Beginnings in Life and Literature

January 1, 2012 | By | 24 Replies More

People look at the New Year as a new beginning. Although on December 31st/January 1st one year slips into another, we make a huge deal about the difference between these two days.

As a writer—and a woman—I can tell you that new beginnings happen all the time, not just at the beginning of a calendar year. New beginnings are just a state of mind. They happen when we make them. And sometimes they just happen.

The writer ponders her messy desk

The birth of my first child was a huge milestone beginning that had nothing to do with the New Year. Both my kids were born in the late spring.

The first time especially—I could never have imagined. Nothing could have prepared me for 14 hours of labor and then a c-section, or, during the worst of it, forgetting I was having a baby and just wanting to die because the pain was so bad.

The sometimes-pain of giving birth to a piece of poetry or prose has never made me want to die. I have been known to swear very loudly and eat way too many brownies. But writing pain is exciting—and I am not a masochist. The writing pain exhilarates and then transforms into a luscious energy that flows into the words coming from my mind.

There’s no denying, though, the special something about the moment when you sit down, a blank page in front of you, and start something new. Luckily for us writers “beginnings” aren’t tied to a day of the year. Inspiration hits. An editor gives you an assignment. You realize you haven’t posted to your blog in two weeks.

The idea of artificial beginnings does have its appeal, though, just the way New Years resolutions do. Wouldn’t it be nice if every year on January 1st writers everywhere could sit down at their desks (or stand up, as is a current fad) and begin a story, a novel, an article, a blog—whatever—and write until they got to the end. But the creative cycle doesn’t work like that, and what we think of as beginnings often turn into middles, ends, or stuff that gets saved in a computer file we may eventually erase.

Strangely, though, this year, January 2012, I plan to plop myself in front of my computer, maybe even on New Year’s day, and once again begin a novel that’s been cooking for almost five years now.

- _Data shown_:
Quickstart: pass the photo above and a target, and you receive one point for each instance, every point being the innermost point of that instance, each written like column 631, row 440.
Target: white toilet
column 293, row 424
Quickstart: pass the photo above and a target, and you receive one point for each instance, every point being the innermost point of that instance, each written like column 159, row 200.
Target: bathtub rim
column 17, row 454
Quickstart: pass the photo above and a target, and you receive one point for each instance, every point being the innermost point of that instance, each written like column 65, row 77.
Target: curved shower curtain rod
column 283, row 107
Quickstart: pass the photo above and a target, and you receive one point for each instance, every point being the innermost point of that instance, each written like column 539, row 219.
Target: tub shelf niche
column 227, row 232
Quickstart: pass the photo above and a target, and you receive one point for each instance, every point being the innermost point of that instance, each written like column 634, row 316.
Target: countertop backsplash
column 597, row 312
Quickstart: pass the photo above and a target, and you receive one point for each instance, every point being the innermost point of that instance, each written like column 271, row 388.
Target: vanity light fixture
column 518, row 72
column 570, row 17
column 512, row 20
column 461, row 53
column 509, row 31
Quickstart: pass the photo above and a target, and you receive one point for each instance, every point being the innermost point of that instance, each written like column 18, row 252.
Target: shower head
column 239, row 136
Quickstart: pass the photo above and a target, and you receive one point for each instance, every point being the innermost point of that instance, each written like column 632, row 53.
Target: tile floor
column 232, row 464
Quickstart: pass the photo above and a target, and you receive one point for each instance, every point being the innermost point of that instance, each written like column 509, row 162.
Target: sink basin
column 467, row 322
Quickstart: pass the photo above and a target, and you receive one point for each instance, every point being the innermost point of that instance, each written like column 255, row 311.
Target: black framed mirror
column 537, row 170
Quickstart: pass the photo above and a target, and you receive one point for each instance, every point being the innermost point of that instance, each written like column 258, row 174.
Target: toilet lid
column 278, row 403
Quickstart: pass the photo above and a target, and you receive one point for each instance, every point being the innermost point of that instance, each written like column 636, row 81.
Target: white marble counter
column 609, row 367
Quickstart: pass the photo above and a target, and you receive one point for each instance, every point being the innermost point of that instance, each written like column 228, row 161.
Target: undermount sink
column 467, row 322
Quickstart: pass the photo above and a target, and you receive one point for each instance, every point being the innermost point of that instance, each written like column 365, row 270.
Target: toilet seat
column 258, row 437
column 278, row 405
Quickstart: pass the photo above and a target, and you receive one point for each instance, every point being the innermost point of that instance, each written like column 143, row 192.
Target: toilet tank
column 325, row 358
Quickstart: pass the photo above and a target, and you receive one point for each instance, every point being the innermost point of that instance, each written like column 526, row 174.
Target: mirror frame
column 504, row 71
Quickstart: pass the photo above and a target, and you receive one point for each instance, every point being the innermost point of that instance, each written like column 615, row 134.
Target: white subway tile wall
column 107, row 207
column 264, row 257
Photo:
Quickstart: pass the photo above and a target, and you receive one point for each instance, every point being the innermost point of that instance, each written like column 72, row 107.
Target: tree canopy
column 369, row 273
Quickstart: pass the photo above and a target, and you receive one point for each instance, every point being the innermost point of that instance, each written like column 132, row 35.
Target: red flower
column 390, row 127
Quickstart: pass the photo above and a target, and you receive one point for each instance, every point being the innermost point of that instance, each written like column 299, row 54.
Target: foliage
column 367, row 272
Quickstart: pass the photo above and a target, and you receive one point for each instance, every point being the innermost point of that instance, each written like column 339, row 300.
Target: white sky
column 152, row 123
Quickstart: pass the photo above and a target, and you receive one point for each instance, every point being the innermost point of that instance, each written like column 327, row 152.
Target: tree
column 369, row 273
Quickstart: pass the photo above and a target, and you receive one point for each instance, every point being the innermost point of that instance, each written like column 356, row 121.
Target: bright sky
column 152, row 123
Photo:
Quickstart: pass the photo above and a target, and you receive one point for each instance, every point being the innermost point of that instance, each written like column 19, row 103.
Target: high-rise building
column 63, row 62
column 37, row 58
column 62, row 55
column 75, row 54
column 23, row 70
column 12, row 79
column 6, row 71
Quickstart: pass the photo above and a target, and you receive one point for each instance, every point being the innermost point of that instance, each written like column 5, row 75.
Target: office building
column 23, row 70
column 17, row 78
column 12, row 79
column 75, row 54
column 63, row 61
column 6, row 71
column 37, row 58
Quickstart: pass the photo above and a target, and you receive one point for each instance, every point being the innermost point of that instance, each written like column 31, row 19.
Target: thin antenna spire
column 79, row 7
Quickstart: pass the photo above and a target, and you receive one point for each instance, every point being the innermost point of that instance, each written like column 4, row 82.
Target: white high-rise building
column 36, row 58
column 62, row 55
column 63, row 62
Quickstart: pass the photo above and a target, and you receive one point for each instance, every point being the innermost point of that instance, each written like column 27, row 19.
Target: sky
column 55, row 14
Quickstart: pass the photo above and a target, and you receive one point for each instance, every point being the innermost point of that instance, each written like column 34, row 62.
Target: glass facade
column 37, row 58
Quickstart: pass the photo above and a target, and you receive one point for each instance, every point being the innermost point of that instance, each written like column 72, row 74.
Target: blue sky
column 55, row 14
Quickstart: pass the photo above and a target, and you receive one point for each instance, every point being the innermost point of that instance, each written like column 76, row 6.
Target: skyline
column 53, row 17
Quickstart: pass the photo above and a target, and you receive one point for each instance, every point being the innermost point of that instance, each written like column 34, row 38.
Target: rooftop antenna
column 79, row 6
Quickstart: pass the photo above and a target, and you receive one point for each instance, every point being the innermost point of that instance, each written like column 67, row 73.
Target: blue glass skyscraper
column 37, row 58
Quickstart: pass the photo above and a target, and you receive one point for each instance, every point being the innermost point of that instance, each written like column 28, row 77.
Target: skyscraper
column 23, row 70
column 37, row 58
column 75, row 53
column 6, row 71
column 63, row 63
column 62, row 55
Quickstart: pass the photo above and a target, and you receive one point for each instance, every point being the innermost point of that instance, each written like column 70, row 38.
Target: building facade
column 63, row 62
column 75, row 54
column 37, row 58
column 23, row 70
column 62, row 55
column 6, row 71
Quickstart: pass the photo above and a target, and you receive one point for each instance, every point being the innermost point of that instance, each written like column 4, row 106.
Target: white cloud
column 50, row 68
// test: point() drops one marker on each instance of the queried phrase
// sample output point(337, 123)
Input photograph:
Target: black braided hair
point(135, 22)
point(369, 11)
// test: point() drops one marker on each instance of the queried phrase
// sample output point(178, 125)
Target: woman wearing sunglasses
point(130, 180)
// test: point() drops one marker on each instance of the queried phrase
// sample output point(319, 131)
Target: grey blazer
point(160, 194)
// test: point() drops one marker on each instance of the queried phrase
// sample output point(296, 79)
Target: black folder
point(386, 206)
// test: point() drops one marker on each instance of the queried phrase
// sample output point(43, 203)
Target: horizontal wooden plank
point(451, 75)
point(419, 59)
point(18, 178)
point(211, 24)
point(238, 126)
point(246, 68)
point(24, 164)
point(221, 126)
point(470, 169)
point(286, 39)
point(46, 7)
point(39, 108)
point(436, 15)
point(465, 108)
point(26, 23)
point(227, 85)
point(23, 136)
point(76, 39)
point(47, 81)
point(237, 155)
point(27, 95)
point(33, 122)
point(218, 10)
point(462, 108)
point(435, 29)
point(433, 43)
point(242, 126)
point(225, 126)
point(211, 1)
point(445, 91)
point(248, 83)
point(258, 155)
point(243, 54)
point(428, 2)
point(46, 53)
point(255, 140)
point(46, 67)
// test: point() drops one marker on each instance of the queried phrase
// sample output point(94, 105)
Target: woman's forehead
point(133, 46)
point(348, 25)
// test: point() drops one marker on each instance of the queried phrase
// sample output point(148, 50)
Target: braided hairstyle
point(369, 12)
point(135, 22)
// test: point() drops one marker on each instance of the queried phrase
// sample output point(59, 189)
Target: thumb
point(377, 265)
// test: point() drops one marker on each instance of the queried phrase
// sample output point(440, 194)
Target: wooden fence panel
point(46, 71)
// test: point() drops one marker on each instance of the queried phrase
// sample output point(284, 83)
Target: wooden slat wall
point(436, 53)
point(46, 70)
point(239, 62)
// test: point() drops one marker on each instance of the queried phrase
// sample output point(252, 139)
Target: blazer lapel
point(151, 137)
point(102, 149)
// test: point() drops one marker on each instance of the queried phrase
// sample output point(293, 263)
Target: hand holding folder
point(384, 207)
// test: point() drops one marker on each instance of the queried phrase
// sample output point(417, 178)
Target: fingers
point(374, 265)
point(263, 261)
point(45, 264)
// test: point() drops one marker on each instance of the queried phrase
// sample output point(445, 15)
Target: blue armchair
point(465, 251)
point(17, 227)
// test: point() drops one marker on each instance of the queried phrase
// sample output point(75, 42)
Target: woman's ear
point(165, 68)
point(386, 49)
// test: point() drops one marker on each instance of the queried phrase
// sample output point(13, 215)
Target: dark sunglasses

- _What you will do_:
A. Using the post on beginnings in life and literature, answer these questions:
(i) In what season were both of the writer's children born?
(ii) How many hours of labor came before the c-section at the first birth?
(iii) For about how long has the novel the writer plans to begin again in January 2012 been cooking?
B. In the listing, copy out the lines from the one with "18, row 252." to the one with "column 239, row 136".

- _Task-by-task answers_:
A.
(i) Late spring.
(ii) 14 hours.
(iii) Almost five years.

B.
Quickstart: pass the photo above and a target, and you receive one point for each instance, every point being the innermost point of that instance, each written like column 18, row 252.
Target: shower head
column 239, row 136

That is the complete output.